▶ _WORK TO DO_
a) In the forum thread on calculating slit width, what value does the reply say theta should be?
b) From the forum thread on calculating slit width, copy the passage word for word, starting at "I believe that" and ending at "slit or single-slit?".
c) Write what comes next in the forum thread on calculating slit width, picking up after its final line.

▶ _PAGE_
§

How Do You Calculate Slit Width Using Wavelength and Diffraction Angle?

[airkapp]

Monochromatic light of wavelength 689 nm falls on a slit. If the angle between the first bright fringes on either side of the central maximum is 38 °, what is the slit width?

a = λ / sin(theta)

a = 689 nm / sin 38 °

a = 1.12E-3mm

is this all there is to it?

 

[learningphysics]

Monochromatic light of wavelength 689 nm falls on a slit. If the angle between the first bright fringes on either side of the central maximum is 38 °, what is the slit width?

a = λ / sin(theta)

a = 689 nm / sin 38 °

a = 1.12E-3mm

is this all there is to it?

I believe that asin\theta=\lambda where \theta is the angle between the central line and the first bright fringe. So your theta here should be 19.

a = 689 nm / sin 19 °

EDIT: Is this a double slit or single-slit?

§

▶ _ENTRIES SUPPLIED_
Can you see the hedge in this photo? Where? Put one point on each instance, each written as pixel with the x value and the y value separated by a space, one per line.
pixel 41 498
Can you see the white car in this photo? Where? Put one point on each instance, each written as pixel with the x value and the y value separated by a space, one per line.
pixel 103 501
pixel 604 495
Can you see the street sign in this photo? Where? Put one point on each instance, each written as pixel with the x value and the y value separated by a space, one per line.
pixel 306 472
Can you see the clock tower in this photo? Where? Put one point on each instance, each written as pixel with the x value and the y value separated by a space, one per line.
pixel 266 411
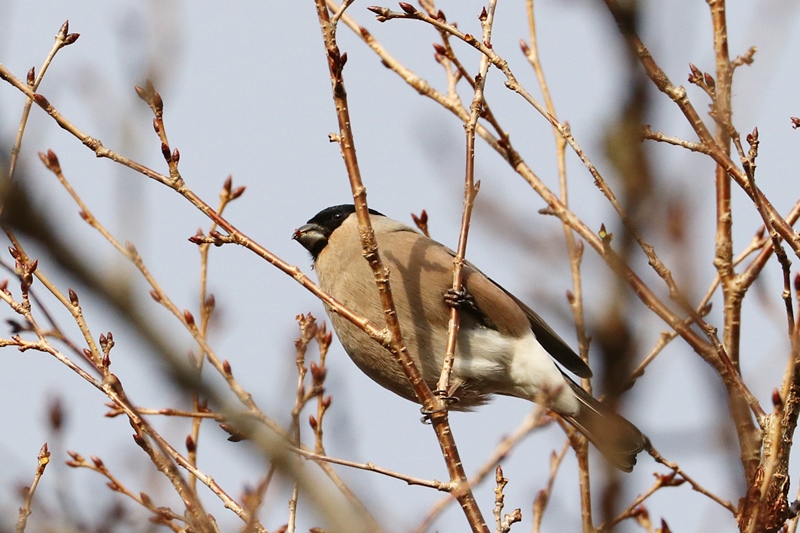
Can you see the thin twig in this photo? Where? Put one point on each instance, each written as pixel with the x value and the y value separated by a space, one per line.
pixel 43 459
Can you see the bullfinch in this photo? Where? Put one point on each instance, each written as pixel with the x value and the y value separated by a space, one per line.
pixel 503 347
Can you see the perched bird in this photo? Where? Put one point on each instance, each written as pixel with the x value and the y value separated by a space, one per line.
pixel 503 347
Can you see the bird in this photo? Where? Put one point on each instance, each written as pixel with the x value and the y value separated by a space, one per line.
pixel 503 347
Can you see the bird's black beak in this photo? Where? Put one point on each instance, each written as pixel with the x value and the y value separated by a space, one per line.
pixel 313 237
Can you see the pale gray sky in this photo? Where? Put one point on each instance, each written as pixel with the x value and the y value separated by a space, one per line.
pixel 246 93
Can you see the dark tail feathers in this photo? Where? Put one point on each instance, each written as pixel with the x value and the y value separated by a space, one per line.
pixel 616 438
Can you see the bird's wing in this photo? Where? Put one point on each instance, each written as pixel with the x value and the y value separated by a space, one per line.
pixel 551 342
pixel 548 338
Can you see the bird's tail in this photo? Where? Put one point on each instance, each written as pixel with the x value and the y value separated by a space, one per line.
pixel 616 438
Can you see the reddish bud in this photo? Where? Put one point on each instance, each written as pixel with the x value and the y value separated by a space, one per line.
pixel 694 74
pixel 777 401
pixel 41 101
pixel 63 30
pixel 157 102
pixel 408 8
pixel 210 302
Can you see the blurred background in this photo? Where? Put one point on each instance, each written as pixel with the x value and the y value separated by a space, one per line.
pixel 247 94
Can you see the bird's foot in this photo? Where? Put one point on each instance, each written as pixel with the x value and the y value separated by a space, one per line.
pixel 462 300
pixel 445 397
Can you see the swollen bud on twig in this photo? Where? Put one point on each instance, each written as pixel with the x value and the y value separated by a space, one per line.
pixel 191 446
pixel 777 401
pixel 408 8
pixel 210 303
pixel 41 101
pixel 188 317
pixel 63 30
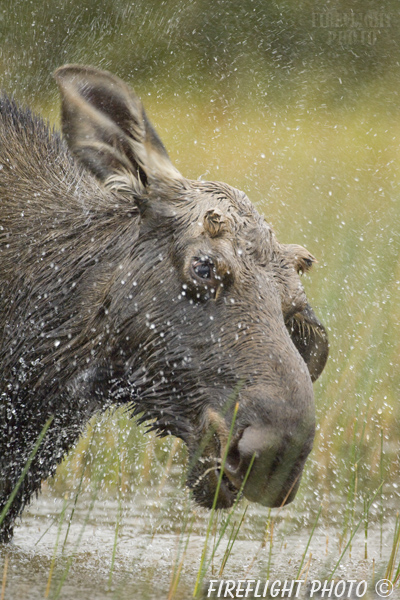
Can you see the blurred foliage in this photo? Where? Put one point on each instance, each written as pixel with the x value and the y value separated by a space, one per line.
pixel 297 103
pixel 265 48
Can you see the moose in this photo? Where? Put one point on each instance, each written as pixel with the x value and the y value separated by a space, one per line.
pixel 124 283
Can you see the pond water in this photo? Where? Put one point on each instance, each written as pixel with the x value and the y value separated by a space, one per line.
pixel 151 542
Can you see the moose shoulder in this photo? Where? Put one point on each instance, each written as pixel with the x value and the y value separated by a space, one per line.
pixel 121 281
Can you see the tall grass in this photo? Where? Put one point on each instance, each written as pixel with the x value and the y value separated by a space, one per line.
pixel 326 179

§

▶ _ANSWERS TO THE TASKS_
a) Theta should be 19.

b)
I believe that asin\theta=\lambda where \theta is the angle between the central line and the first bright fringe. So your theta here should be 19.

a = 689 nm / sin 19 °

EDIT: Is this a double slit or single-slit?

c)
For double slit:
a = λ / sin(theta)

For single slit:
a = (3/2)λ / sin(theta)

 

[airkapp]

I believe that asin\theta=\lambda where \theta is the angle between the central line and the first bright fringe. So your theta here should be 19.

a = 689 nm / sin 19 °

ahhh. thankyou

 

[learningphysics]

ahhh. thankyou

Please note my edit to my previous post. Be careful whether it is a double or single slit.

 

[airkapp]

I believe that asin\theta=\lambda where \theta is the angle between the central line and the first bright fringe. So your theta here should be 19.

a = 689 nm / sin 19 °

EDIT: Is this a double slit or single-slit?
For double slit:
a = λ / sin(theta)

For single slit:
a = (3/2)λ / sin(theta)

It is a single slit...

so then I do use the same theta of 19 degrees correct?

a = (3/2)λ / sin(19°)

 

[learningphysics]

It is a single slit...

so then I do use the same theta of 19 degrees correct?

a = (3/2)λ / sin(19°)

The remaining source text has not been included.